Exercise goal -> Can you write out all the data below again, swapping every "Produce a JSON array" for "Return a JSON list" and leaving everything else unchanged?

Records to process ->
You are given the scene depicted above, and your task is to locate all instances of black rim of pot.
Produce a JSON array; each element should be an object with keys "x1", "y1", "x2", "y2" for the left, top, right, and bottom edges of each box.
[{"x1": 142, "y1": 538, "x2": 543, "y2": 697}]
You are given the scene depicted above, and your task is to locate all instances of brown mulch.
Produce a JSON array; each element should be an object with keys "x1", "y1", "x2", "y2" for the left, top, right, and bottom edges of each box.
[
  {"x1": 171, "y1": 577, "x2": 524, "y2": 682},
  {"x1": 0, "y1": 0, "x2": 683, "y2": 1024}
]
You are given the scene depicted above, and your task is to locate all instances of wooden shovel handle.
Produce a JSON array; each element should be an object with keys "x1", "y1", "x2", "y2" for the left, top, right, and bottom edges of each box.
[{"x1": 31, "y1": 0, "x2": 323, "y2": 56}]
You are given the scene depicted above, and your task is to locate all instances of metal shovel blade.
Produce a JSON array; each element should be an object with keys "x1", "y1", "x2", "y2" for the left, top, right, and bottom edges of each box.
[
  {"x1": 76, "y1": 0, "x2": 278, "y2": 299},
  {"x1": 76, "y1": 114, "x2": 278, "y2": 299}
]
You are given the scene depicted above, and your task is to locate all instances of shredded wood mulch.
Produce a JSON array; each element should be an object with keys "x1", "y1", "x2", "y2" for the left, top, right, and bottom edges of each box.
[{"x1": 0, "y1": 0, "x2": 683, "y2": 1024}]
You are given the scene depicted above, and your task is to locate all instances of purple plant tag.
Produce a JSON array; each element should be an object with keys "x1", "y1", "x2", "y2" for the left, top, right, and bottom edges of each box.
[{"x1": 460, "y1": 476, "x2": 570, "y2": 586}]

Exercise result ->
You are given the scene depicted above, and your task is to locate all instances of black rim of pot.
Return a JSON list; each element should be an object with keys "x1", "y1", "x2", "y2" for the left, top, right, and bottom edges of each box.
[{"x1": 142, "y1": 538, "x2": 543, "y2": 697}]
You are given the scene depicted above, and your task is to locate all instances of brown mulch.
Return a JSON list; each element should be an object with keys "x1", "y1", "x2", "y2" for the left, top, right, and bottom edges of each box.
[
  {"x1": 171, "y1": 577, "x2": 524, "y2": 682},
  {"x1": 0, "y1": 0, "x2": 683, "y2": 1024}
]
You are given the scene depicted above, and your task is to locate all instances of wooden shovel handle.
Return a JSON list; each element should be an object with keys "x1", "y1", "x2", "y2" for the left, top, right, and bottom edges of each box.
[{"x1": 31, "y1": 0, "x2": 323, "y2": 56}]
You are given the scene depicted above, and your task is to locate all instances of metal shovel blade.
Return a JSON list; each element should be an object with keys "x1", "y1", "x2", "y2" for the left, top, right, and bottom edges of each box.
[
  {"x1": 76, "y1": 0, "x2": 278, "y2": 299},
  {"x1": 76, "y1": 114, "x2": 278, "y2": 299}
]
You are given the scene depicted above, and your task is to locate all instances of shredded wood mulch.
Return a JSON list; each element should be an object with keys "x1", "y1", "x2", "y2" for the left, top, right, and bottom edges of each box.
[{"x1": 0, "y1": 0, "x2": 683, "y2": 1024}]
You are given the scene depicted above, and your task is to locate all instances of purple plant tag.
Return a JSON list; each element should be an object with keys "x1", "y1", "x2", "y2" for the left, top, right, and bottom edges of each box.
[{"x1": 460, "y1": 476, "x2": 570, "y2": 586}]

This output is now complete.